## Задания
**a.** Выведите дословно фрагмент из отрывка о Волконском, начиная со слов «Бывший директор императорских» и продолжая вплоть до слов «альбом пушкинских времен.».
**b.** Перечислите всех, кто, согласно отрывку о Волконском, пытался заступиться за Марину перед князем.
**c.** Возобновите отрывок о Волконском, начав сразу после его последнего предложения.

## Приведённый отрывок

С князем Сергеем Михайловичем Волконским отношения Марины поначалу сложились неудачно. Она не раз встречала его за кулисами Третьей студии, знала, что он дружен со Стаховичем. После смерти Стаховича она написала князю письмо, в своем обычном стиле, игнорирующем все правила, — «простое, доверчивое, ласковое», так она сама считала, «вольное, но не фамильярное». Предлогом, совершенно неуклюжим, было желание узнать нечто об Англии, где, как она знала, Волконский бывал.
На другой день последовал телефонный звонок. С первых же слов стало ясно, что князь предельно взбешен: «Что вам от меня нужно? Незнакомым людям не пишут писем, это наглость!» Ошеломленная Цветаева пыталась что-то сказать. «Вы меня не так поняли…» — пробовала она объясниться. Куда там! Ни ее кроткая вежливость, ни извинения не смягчили Волконского. Потом уже Вахтанг Мчеделов, Сонечка Голлидэй и вдова Скрябина, в доме которой Волконский бывал, пытались заступиться, уверить князя, что Марина ничего дурного и в мыслях не имела, что подшучиванье, которое ему почему-то почудилось в письме и оскорбило, примерещилось на пустом месте… Все уговоры были впустую!
Но постепенно недоразумение все же сгладилось. Они сблизились, видимо, в 1920-м и подружились в 1921-м.
Бывший директор императорских театров, автор нескольких книг об искусстве театра, в 1921 году князь читал лекции в Московской филармонии. Шестидесятидвухлетний Волконский внешне был совершеннейший Дон-Кихот, словно скопированный с иллюстраций Гюстава Доре. Худой, хоть пунктиром его рисуй, с просоленными сединой волосами, с эспаньолкой, на тончайших ножках-жердях, в коротеньких, до колен, штанах, в серо-зеленой курточке нерусского образца… Так, почти карикатурно, выглядит внук прославленной Зинаиды Волконской в воспоминаниях Эммануила Миндлина, встречавшегося с князем как раз в 1921 году в Москве. Марина увидит однажды бережно сохраненный Сергеем Михайловичем бабкин альбом пушкинских времен.

## Записанные данные
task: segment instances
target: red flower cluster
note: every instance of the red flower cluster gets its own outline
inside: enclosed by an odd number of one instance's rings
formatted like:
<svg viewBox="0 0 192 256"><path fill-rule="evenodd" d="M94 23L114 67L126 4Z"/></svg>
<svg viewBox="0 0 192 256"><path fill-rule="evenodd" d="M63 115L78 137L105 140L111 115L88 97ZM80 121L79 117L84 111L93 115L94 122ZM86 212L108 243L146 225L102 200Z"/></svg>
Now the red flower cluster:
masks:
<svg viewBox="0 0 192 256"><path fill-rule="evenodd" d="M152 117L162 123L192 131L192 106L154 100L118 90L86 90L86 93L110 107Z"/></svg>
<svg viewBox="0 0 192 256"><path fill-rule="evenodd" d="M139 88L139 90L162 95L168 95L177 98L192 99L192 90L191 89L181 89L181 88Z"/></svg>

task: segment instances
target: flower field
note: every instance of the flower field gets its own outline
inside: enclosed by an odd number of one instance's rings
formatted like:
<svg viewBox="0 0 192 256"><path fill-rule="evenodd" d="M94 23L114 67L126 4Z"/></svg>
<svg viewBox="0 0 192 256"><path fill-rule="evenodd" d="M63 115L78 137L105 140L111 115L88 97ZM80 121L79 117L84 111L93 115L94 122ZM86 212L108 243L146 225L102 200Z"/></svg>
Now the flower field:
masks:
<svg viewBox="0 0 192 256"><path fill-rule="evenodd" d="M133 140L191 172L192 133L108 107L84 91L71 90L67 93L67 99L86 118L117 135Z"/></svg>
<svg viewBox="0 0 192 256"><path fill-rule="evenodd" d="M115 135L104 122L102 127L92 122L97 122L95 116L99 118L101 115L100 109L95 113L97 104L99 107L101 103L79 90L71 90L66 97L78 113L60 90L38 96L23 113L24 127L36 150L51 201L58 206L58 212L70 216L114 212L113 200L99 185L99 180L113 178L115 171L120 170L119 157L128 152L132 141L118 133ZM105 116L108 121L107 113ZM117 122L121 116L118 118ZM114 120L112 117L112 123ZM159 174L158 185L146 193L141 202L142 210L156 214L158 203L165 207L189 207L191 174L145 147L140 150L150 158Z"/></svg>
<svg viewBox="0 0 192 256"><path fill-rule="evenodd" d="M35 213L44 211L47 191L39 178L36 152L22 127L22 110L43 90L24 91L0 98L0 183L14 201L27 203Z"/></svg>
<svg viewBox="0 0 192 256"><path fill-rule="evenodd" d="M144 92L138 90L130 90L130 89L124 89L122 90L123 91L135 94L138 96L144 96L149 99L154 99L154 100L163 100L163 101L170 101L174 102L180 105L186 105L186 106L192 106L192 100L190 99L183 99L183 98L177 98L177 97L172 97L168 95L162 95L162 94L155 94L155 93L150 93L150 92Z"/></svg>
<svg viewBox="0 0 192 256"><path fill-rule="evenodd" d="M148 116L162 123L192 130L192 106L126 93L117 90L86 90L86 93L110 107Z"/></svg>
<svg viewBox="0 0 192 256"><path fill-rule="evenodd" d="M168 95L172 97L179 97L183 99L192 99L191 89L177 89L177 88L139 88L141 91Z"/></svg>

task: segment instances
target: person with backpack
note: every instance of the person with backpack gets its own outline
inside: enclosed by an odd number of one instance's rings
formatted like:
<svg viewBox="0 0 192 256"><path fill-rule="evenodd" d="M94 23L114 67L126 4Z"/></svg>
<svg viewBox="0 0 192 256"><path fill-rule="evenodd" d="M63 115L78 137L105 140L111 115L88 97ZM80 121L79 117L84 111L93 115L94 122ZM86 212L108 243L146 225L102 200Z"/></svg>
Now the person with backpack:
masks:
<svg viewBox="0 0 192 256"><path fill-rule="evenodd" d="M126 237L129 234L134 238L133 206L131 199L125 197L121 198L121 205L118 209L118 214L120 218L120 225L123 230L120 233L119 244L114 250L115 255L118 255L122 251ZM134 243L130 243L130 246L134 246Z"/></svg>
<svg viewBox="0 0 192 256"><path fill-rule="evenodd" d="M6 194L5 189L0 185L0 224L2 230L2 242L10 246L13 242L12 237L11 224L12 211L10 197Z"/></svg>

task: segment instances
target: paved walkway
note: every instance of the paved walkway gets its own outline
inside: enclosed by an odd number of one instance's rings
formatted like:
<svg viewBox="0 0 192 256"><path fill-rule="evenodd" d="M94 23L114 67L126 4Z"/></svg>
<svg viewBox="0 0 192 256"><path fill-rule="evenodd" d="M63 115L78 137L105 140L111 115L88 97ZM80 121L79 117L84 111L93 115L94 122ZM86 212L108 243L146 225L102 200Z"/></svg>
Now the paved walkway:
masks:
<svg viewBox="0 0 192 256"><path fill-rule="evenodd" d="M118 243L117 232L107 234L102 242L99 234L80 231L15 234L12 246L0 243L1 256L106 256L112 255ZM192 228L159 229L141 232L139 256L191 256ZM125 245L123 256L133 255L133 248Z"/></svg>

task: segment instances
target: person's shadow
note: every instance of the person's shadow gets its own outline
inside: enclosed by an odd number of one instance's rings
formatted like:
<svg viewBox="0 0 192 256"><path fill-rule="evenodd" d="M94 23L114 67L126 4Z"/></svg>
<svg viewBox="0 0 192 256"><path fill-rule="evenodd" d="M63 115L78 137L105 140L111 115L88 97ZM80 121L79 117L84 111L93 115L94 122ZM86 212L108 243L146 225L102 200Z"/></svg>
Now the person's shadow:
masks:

## Ответы к заданиям
**a.**
Бывший директор императорских театров, автор нескольких книг об искусстве театра, в 1921 году князь читал лекции в Московской филармонии. Шестидесятидвухлетний Волконский внешне был совершеннейший Дон-Кихот, словно скопированный с иллюстраций Гюстава Доре. Худой, хоть пунктиром его рисуй, с просоленными сединой волосами, с эспаньолкой, на тончайших ножках-жердях, в коротеньких, до колен, штанах, в серо-зеленой курточке нерусского образца… Так, почти карикатурно, выглядит внук прославленной Зинаиды Волконской в воспоминаниях Эммануила Миндлина, встречавшегося с князем как раз в 1921 году в Москве. Марина увидит однажды бережно сохраненный Сергеем Михайловичем бабкин альбом пушкинских времен.

**b.** Вахтанг Мчеделов, Сонечка Голлидэй, вдова Скрябина.

**c.**
Эту дружбу она отвоевывала упорно, настойчиво, терпеливо. И по прошествии времени Волконский уже охотно просиживает долгие часы в ужасной цветаевской квартире. Он в упор не замечает тут холода, разрухи и беспорядка, столько раз сладострастно описанного другими. Зато с удовольствием пьет паршивый кофе, приготовленный на керосинке; в комнате холодно, электричество то и дело тухнет, но они беседуют и читают стихи.
Иногда вместе выходят на улицу — идут в гости к общим знакомым. Сверху сияют звезды. Обдает грязью проносящийся мимо автомобиль… Волконский будет потом вспоминать Марину такой, какой она была жарким летом 1921 года, — в сандалиях на босу ногу, а то и вообще босой, с котомкой за плечами. В котомке — ржаные лепешки и рукопись стихов.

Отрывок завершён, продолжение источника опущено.